***** Data
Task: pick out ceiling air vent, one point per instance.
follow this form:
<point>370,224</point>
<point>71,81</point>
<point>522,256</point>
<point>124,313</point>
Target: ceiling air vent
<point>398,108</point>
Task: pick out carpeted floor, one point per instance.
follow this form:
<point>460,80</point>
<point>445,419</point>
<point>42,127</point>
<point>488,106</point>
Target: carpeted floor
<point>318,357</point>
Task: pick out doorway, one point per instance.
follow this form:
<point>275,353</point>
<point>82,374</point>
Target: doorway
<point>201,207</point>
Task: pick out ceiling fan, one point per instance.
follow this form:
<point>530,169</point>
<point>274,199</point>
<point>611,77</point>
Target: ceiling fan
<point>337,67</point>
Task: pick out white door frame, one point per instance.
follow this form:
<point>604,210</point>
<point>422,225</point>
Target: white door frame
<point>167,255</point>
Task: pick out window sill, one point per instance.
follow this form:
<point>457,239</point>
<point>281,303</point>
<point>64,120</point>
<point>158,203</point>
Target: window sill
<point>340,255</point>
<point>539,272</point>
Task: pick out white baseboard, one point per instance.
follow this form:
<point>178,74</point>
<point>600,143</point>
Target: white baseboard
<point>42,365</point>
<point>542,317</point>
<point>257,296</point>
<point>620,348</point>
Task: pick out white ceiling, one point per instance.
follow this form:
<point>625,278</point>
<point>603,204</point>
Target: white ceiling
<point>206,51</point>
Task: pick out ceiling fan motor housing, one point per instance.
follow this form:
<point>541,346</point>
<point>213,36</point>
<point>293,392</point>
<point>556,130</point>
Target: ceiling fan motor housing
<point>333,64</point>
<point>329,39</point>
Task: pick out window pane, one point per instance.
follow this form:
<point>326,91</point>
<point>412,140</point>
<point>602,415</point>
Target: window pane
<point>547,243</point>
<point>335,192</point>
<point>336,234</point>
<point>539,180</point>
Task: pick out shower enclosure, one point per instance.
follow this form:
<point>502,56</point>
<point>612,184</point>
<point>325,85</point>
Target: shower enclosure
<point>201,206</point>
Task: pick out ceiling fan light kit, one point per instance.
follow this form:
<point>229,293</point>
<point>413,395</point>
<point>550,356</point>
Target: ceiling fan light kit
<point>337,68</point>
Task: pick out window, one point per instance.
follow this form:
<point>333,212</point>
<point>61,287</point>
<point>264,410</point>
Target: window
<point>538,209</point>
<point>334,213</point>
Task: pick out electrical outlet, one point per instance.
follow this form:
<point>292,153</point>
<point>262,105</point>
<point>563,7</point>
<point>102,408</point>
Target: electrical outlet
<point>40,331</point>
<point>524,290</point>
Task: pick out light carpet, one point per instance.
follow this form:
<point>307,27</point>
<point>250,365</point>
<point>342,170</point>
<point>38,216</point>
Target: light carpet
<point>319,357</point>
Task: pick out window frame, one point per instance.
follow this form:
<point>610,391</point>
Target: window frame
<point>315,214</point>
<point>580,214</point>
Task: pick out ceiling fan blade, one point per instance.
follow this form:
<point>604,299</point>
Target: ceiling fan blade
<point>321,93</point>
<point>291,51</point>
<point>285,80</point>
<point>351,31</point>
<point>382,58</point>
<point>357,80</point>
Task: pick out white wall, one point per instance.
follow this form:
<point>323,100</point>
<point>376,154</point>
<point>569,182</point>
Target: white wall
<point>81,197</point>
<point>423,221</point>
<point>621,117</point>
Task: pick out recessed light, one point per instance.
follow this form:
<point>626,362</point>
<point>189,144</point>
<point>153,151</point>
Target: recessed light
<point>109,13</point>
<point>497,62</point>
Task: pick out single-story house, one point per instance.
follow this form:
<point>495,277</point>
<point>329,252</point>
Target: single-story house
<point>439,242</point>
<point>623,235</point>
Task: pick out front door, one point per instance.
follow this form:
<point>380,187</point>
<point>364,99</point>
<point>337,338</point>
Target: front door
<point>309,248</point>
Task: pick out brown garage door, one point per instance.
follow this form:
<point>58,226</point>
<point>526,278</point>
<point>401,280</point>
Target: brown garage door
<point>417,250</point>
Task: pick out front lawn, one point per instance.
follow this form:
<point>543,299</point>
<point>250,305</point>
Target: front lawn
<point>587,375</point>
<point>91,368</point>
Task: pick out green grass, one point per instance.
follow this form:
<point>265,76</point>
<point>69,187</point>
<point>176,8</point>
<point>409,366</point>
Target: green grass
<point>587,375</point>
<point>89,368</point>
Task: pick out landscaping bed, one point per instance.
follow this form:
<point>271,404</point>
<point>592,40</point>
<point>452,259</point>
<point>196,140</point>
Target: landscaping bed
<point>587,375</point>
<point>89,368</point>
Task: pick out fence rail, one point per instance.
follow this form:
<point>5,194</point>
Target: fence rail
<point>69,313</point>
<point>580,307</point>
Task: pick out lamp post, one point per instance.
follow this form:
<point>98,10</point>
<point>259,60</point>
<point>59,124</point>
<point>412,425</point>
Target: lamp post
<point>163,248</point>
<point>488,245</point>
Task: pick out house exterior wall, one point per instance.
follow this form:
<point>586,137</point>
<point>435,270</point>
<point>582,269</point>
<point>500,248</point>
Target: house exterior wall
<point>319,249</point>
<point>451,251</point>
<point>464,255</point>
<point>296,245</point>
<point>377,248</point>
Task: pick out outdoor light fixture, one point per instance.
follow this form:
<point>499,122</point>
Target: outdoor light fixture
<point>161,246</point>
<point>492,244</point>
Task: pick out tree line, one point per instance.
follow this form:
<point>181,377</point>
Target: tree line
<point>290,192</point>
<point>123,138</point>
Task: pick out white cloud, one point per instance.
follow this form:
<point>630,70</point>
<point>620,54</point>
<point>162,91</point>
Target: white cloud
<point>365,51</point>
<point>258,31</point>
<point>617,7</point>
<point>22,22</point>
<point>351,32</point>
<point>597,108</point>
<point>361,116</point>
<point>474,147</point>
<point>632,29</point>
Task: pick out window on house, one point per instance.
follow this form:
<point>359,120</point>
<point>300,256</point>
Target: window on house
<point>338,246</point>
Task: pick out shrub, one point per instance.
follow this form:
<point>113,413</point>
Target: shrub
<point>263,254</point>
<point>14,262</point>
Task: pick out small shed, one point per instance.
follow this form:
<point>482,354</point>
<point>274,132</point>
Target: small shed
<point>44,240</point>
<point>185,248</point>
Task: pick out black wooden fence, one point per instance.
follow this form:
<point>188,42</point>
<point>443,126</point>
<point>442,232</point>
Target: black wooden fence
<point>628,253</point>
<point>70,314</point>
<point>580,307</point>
**********
Where the data above reaches the line holding "Task: pick out shrub, one point per instance.", begin printing, and stop after the line holding "<point>274,132</point>". Each line must be reproduced exactly, with nothing else added.

Task: pick out shrub, one point per instance.
follow this form:
<point>113,413</point>
Target: shrub
<point>263,254</point>
<point>14,262</point>
Task: pick out small shed, one point per instance.
follow this form:
<point>482,354</point>
<point>274,132</point>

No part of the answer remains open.